- **WORK REQUIRED**
Carry on the piece about the Fred and Laura Maucher Memorial Scholarship, starting right after its final sentence.

- **PASSAGE FOR REVIEW**

══════════════════════════════

Fred and Laura Maucher Memorial Scholarship
The Fred and Laura Maucher Memorial Scholarship does not need a photograph of its donors for a clear picture to emerge about what they were like. It is their legacy that brings them into focus—as loyal Lutherans, successful investors and conscientious stewards of their resources. From their gifts to California Lutheran University, it is easy to see that they also loved and supported Lutheran higher education.
Laura Maucher first contacted CLC in March 1981 after the death of her husband. She was then living in Leisure World in Seal Beach, California. She wanted to sell her home there in order to move to La Serena Retirement Village in Thousand Oaks. With the help of CLC’s Ken Siegele, executive director of California Lutheran Educational Foundation, she accomplished both goals and soon became a neighbor as well as a friend of Cal Lutheran.
After her move to Thousand Oaks, Mrs. Maucher became active in Ascension Lutheran Church. She made friends easily and enjoyed having them visit her in her home. One of the first things her guests would notice was her marvelous needlework displayed throughout her home.

══════════════════════════════

- **Records from a data collection**
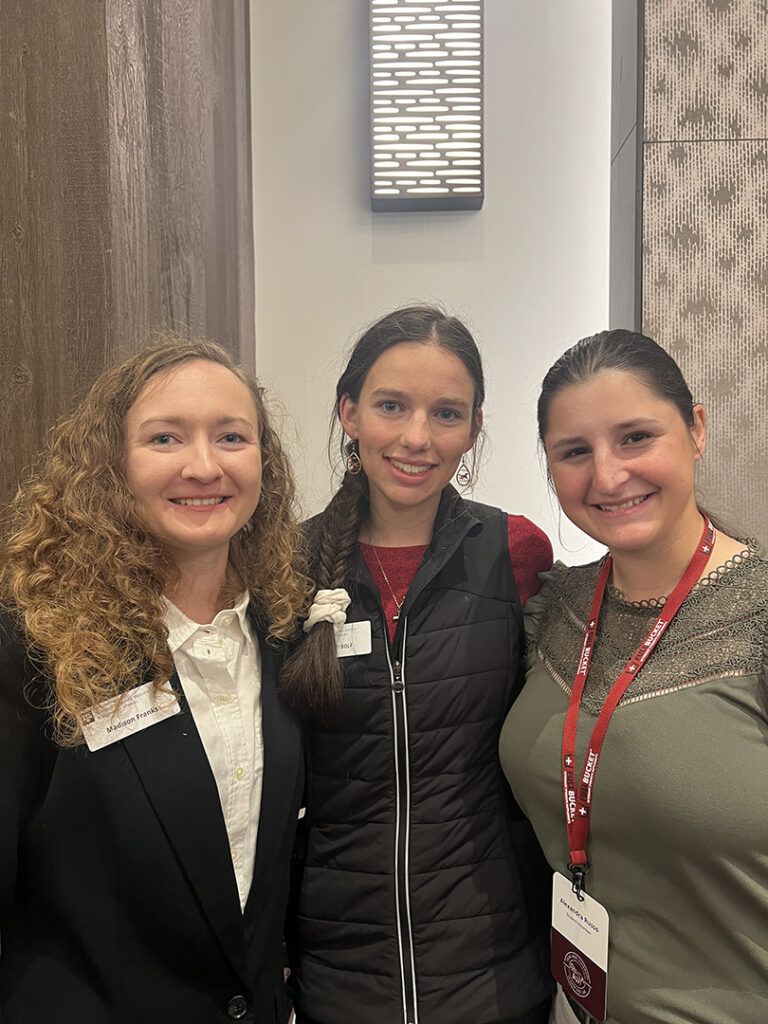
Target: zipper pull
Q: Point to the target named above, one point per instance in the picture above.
(398, 686)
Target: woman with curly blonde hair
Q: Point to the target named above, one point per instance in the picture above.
(150, 781)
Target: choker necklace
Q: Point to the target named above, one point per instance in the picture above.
(397, 604)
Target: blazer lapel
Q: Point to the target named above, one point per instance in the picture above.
(174, 770)
(283, 774)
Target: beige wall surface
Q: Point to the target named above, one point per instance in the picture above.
(705, 280)
(528, 271)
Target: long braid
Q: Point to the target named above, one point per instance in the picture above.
(311, 681)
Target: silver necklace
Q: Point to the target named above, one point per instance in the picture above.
(397, 604)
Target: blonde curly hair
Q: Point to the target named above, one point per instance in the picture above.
(84, 576)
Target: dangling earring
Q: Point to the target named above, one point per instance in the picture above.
(463, 474)
(353, 460)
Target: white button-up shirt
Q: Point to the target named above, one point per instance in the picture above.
(220, 670)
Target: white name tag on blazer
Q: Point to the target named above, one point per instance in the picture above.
(352, 638)
(120, 717)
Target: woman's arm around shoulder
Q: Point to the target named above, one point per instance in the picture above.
(529, 552)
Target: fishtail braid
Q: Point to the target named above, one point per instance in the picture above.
(311, 681)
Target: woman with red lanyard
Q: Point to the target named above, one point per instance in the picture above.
(638, 744)
(423, 898)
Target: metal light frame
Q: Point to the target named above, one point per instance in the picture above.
(426, 104)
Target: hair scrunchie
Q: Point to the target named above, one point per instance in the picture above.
(328, 606)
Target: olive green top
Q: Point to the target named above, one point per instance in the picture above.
(678, 843)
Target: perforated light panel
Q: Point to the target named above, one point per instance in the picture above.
(426, 104)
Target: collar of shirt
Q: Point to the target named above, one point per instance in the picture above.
(230, 622)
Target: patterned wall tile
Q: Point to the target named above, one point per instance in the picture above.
(706, 70)
(706, 299)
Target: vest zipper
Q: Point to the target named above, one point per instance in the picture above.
(402, 832)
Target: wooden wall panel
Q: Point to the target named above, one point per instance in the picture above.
(54, 217)
(125, 194)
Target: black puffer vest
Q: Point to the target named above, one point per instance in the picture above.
(422, 880)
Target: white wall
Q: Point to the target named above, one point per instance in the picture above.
(528, 272)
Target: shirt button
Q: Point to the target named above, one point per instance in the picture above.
(237, 1008)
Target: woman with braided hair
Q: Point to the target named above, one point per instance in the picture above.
(423, 898)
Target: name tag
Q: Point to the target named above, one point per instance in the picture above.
(120, 717)
(352, 638)
(580, 946)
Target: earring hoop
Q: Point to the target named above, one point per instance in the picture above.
(353, 460)
(463, 474)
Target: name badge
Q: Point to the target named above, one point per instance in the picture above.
(122, 716)
(352, 638)
(580, 946)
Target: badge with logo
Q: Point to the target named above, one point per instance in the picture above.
(119, 717)
(580, 946)
(352, 638)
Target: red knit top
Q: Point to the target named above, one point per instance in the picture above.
(529, 551)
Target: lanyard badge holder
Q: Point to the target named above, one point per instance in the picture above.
(580, 924)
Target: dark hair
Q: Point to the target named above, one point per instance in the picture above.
(623, 350)
(311, 680)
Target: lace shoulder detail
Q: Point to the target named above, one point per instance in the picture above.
(722, 630)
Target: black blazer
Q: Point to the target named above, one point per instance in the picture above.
(118, 899)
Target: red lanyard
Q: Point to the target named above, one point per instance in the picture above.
(578, 800)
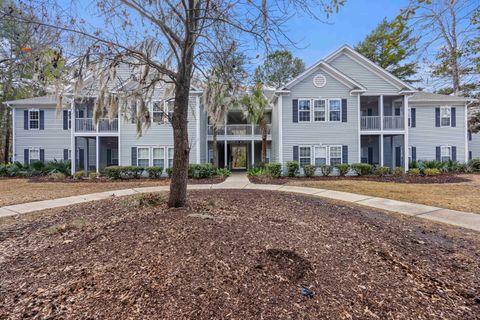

══════════════════════════════

- **RESPONSE TO THIS TASK**
With Ken Siegele as her trustee and with the proceeds of the sale of her home in hand, Mrs. Maucher created the Fred and Laura Maucher Memorial Scholarship. She chose to designate it for premedical and/or pre-seminary students at CLC.
But her gifts did not stop there. After her death in 1987, Mrs. Maucher bequeathed her estate California Lutheran University and Luther Northwestern Theological Seminary in Minnesota in equal shares. Her gift to Cal Lutheran enabled CLU to award generous scholarships to several students every year.
For many years following Mrs. Maucher’s death, CLU received quarterly checks from the national Evangelical Lutheran Church in America (ELCA) office, dividends from investments made years earlier by this savvy couple. Their story is a clear demonstration to recipients of the Fred and Laura Maucher Memorial Scholarship of the couple’s Christian stewardship in action.